Goal => Write every line out verbatim and omit the pictures.

Records from a data source:
::::::

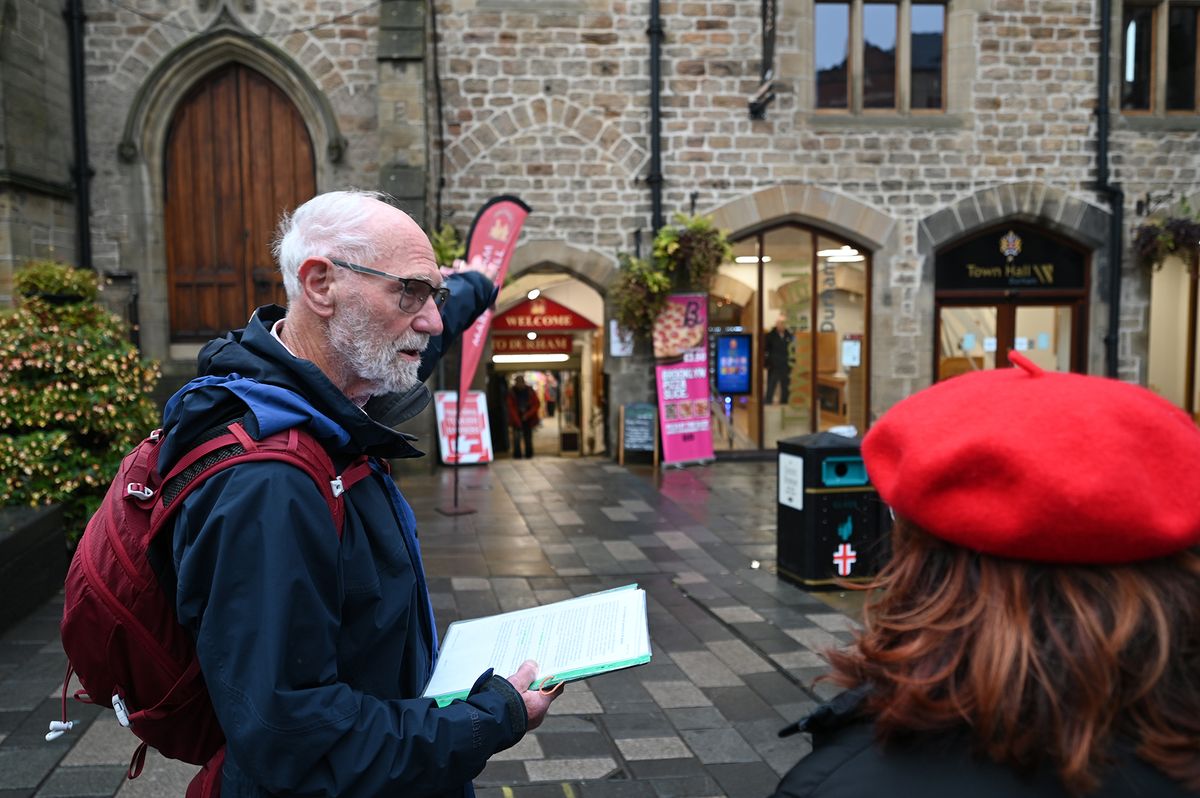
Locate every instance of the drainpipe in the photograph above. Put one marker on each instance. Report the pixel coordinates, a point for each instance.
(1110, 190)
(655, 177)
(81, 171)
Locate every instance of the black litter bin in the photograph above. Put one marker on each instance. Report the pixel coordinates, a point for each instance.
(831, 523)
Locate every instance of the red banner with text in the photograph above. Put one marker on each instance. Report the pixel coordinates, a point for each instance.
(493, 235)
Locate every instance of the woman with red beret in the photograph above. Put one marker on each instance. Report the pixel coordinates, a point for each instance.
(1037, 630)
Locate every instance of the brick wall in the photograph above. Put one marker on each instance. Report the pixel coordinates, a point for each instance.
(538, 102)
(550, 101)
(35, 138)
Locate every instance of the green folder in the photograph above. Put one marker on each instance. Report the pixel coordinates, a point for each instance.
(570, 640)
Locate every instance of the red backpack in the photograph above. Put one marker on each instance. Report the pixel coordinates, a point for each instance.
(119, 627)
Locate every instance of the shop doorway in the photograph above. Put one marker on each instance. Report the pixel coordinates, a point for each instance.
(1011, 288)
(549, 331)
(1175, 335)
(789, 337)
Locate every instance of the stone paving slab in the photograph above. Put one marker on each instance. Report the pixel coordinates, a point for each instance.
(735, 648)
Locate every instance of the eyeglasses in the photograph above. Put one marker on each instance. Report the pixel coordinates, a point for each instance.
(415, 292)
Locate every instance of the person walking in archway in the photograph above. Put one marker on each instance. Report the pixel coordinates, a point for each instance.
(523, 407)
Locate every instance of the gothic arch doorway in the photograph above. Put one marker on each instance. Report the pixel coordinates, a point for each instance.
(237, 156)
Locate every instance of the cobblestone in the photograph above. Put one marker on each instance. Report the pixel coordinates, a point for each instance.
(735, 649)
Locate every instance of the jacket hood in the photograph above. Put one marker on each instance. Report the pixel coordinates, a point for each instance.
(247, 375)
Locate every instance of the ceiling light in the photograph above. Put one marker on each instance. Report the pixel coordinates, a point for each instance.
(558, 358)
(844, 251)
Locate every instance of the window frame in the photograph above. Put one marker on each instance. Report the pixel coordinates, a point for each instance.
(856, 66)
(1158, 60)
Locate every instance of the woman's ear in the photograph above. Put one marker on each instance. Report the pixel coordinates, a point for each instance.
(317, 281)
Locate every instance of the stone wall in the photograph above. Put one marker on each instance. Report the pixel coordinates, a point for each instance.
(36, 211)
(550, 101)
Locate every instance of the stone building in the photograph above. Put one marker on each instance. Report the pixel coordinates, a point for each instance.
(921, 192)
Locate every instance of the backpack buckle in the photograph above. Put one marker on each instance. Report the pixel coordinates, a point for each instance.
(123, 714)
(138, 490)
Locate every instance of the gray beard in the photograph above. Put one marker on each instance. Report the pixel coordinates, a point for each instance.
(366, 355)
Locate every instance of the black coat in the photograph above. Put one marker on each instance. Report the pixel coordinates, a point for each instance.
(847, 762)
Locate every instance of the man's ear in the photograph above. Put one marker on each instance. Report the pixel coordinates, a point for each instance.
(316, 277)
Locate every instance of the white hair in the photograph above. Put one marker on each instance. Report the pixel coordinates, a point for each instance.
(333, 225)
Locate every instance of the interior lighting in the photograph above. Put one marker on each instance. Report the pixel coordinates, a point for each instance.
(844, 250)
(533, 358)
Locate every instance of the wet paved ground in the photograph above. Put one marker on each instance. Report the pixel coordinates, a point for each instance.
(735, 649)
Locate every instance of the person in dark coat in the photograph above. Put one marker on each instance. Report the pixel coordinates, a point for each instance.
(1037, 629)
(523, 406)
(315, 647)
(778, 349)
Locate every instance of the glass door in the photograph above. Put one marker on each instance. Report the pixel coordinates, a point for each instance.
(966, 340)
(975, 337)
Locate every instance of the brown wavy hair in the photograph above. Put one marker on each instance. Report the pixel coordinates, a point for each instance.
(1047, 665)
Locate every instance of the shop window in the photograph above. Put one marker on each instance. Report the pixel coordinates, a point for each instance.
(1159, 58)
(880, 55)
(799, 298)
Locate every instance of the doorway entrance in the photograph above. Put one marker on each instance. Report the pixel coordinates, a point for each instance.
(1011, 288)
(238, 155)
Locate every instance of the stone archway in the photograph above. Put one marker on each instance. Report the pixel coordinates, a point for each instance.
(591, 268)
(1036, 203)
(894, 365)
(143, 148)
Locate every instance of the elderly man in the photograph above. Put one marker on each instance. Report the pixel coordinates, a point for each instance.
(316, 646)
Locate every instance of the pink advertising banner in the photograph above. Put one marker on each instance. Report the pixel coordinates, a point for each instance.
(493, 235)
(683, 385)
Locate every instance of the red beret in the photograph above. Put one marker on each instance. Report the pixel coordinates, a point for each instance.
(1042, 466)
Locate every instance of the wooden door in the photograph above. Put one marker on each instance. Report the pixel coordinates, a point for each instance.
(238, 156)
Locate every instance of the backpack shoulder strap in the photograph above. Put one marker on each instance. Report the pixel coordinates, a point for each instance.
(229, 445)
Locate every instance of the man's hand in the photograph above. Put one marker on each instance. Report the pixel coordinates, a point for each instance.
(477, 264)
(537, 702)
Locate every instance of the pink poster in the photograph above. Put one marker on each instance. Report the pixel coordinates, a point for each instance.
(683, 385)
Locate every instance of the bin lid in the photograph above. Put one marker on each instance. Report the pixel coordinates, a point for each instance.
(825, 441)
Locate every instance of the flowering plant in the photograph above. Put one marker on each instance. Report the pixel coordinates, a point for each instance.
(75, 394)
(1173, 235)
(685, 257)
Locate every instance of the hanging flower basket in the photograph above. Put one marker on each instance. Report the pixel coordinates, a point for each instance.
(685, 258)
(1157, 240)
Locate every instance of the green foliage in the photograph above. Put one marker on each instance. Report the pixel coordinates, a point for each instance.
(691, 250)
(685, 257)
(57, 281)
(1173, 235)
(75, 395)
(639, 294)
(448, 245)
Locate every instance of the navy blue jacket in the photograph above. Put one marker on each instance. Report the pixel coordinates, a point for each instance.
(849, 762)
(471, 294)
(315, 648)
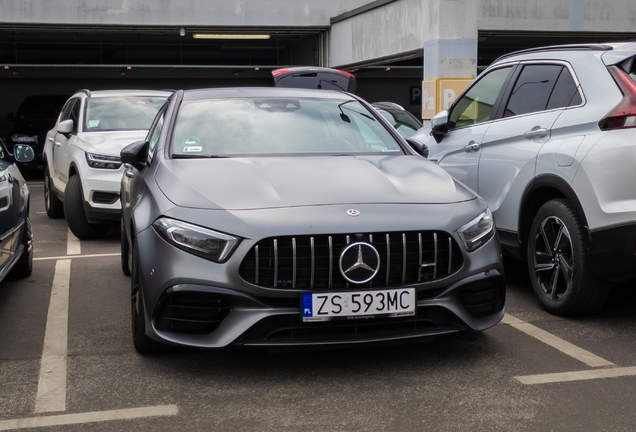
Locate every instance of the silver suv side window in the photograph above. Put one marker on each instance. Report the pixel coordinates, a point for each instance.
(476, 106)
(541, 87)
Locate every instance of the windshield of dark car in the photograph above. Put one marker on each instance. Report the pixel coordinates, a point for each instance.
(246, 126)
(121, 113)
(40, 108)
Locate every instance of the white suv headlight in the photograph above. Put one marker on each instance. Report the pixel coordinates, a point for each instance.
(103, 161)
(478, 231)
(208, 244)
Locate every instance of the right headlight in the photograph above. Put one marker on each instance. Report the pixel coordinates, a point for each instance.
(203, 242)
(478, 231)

::::::

Reply =>
Locate every instance of the drainpipe in the photograph above. Put one marker on each instance. Report the pixel coordinates, a point for each instance.
(1110, 190)
(655, 177)
(81, 171)
Locate every instance of the black litter bin in the photograph above. Put one marker on each instance. Report the pixel coordinates, a point for each instance.
(831, 523)
Locate every instance of the red banner with text in the photograph above. Put one marker on each instance. Report the pixel coordinates, a point for each instance.
(493, 235)
Locate every instance of the woman with red beret in the photograph above. Put one marker on each instance. Report the pixel coordinates, a point for each instance.
(1037, 630)
Locate every instance of the brick wall in the photograph above. Put one marker on each instance. Report the pixel coordinates, a point for each instance.
(538, 102)
(550, 101)
(35, 138)
Locate every instance of the green folder in the photograph above. Put one marker on each instance. Report the pixel coordinates, a point for each instance.
(570, 640)
Locate every instance of the red backpack in the photograph above. Put one marker on each instance. Report the pixel coordinates, a point for each instance.
(119, 627)
Locate every instance of the shop doorway in the photograph above. Put one marker on each instance. Report the pixel coordinates, a point for each instance.
(1011, 288)
(549, 331)
(1175, 335)
(789, 337)
Locate every instance of the stone paving slab in the photograph above. Put one marker on each instance. Report the pixel coordinates, a point for each instance.
(735, 648)
Locate every instance of the eyeglasses in the photograph above. Put one marker on each instance. Report the pixel coordinates, a point for each instance.
(415, 292)
Locate every instance of the person walking in archway in the photograph above. Put one marker on each instance. Report the pixel coordinates, a point for each instance.
(523, 407)
Locate every instance of the gothic arch doorway in the photograph above. Put one marker on each instance. Report the pixel coordinates, a point for each instance.
(237, 156)
Locate every instance of the cobblestone in the photograph above. Put one marker on each instance. Report the pixel coordinates, a point for each instance.
(735, 649)
Locate every instance of the jacket hood in the photograph above. Put one marker on each instance. Report the pixel coordinates, a point for each instance.
(247, 375)
Locate every instance of the ceiling light in the photograph above. Put one marker on each instance. Report the pixel coordinates, a point for each instance.
(558, 358)
(844, 251)
Locate every instance of the window frame in the photograph above. Put one marker on each instance. Report the pixel coordinates, a point for each instance.
(856, 66)
(1158, 60)
Locate every instance of the woman's ear in the photograph above. Put one marker on each instance. Report the pixel coordinates, a point for each instance.
(317, 281)
Locate every instance of the stone wall in the photograph above. Put one marker on each instance. Report the pixel coordinates, a point for each instance.
(36, 211)
(550, 101)
Locate every instance of the stone building in the photograph above. Put one marker on each instance. Report the pixel coordinates, a point for each instance.
(921, 192)
Locate every instance of the backpack buckle in the photograph above. Put one marker on each instance. Report the pixel coordinates, a point for each instance.
(123, 714)
(138, 490)
Locate every instance of the gray beard in the photograph above. Put one marker on each instance. Report the pixel coordinates, a point for each instance.
(366, 355)
Locate every instance of the black coat in the photograph above. Put one marker on each instance. Report the pixel coordinates, a point for each instance.
(847, 762)
Locate every instance of the man's ear in the photograph above. Put one marker on each instance. Report the pixel coordinates, a point for each instance.
(316, 277)
Locate every instance of the white hair in the photograph above. Put one marker on each instance. Report the pixel coordinates, a point for each instance.
(333, 225)
Locate every instance of the interior lighting in the photograph above. Put one marker on each instance. Report the pixel coordinates, a point for each instance.
(844, 250)
(533, 358)
Locate every instance of the wet paved ground in the photograph above. Put one marker on each instance. Report the pixel coordinates, a point for each instance.
(735, 649)
Locate every instance of the person in dark coat in the photograph above. Put one marker on each instance. Report the pixel coordinates, a point for each instance.
(1037, 629)
(523, 406)
(315, 647)
(778, 349)
Locate every instance of the glass door in the photograph above. Put one marker on each instance. Report the pixel coordinates, a point for each instance.
(966, 340)
(975, 337)
Locate every instance of the brown wavy hair in the photograph above. Put one marker on each instance. Report the pixel coordinates, a point for each instance.
(1047, 665)
Locate every instance of the shop window in the photograph above. Put one marker on each instance. Report the pixel coordinates, a point for each instance.
(1159, 58)
(880, 55)
(799, 298)
Locate every instance of the doorway entrance in the photograph above. Put one marker on each instance. Report the pixel coordinates, a point for each instance.
(1011, 288)
(238, 155)
Locate every instance of the stone archway in the photograph above. Put one marker on each instance. Report the pixel coordinates, a point for each instance.
(591, 268)
(1036, 203)
(894, 365)
(143, 148)
Locate every instance of the elderly man in the photograph above. Put one marker on each instance. Report the pixel coordinates, a point for each instance.
(316, 646)
Locate every instance of the pink advertising banner in the photograph above. Put one marker on each instance. Report the pixel coordinates, a point for each instance.
(493, 235)
(683, 385)
Locate every instance of the red beret in the photograph above. Put one marker on each instance. Report the pixel coordinates, a point for each instance.
(1042, 466)
Locate every instance of the wooden door in the photograph above. Put one marker on each instance. Report the pixel coordinates, a point for each instance.
(238, 156)
Locate every instance of the backpack shoulder strap in the photograph above. Put one marker on each instance. Report the pixel coordinates, a point for each instance.
(229, 445)
Locate every instance of the man's hand in the photograph above. Put one marker on each instance. Report the pixel coordinates, a point for each instance.
(477, 264)
(537, 702)
Locate every instance of the pink poster in the photograph above. Put one marker on each instance. Report the pixel coordinates, a point for each instance.
(683, 385)
Locate every instance of the bin lid in the photograph above. Put one marker on each instance. Report the pixel coordinates, a point for each instance.
(825, 441)
Locate every instance of the flowering plant in the photograph above. Put one marker on each instance. Report the pixel coordinates, a point for each instance.
(75, 394)
(1173, 235)
(685, 257)
Locate every instance of the hanging flower basket in the photograph above. Put one marker on each instance. Report the pixel coordinates, a point for each instance.
(685, 258)
(1157, 240)
Locate every instance of the green foliage in the photograph above. Put one marker on each instance. Report the pixel coordinates, a point for each instance.
(691, 250)
(685, 257)
(57, 281)
(1173, 235)
(75, 395)
(639, 294)
(448, 245)
Locate every instance of the navy blue jacket in the photograph above. Put one marker on each instance. Report the pixel coordinates, a point for each instance.
(849, 762)
(471, 294)
(315, 648)
Locate every instance of the silver suv side window in the photograph above. Put one marker on each instance. Report the pixel coordinates, a point for each instance.
(476, 106)
(541, 87)
Locate every instance of the windshield of dark car in the photograph above. Put one marker on each instance. Report the pixel coordinates, a point for each instance.
(246, 126)
(121, 113)
(40, 108)
Locate every instance of the white suv headlight in the photograph above. Put one marker on each instance. Report the pixel coordinates, a point for each instance.
(103, 161)
(478, 231)
(208, 244)
Locate every instance of the right headlight in the photograph above. Put one marker on each instance. Report the pixel coordinates, a point for each instance.
(203, 242)
(478, 231)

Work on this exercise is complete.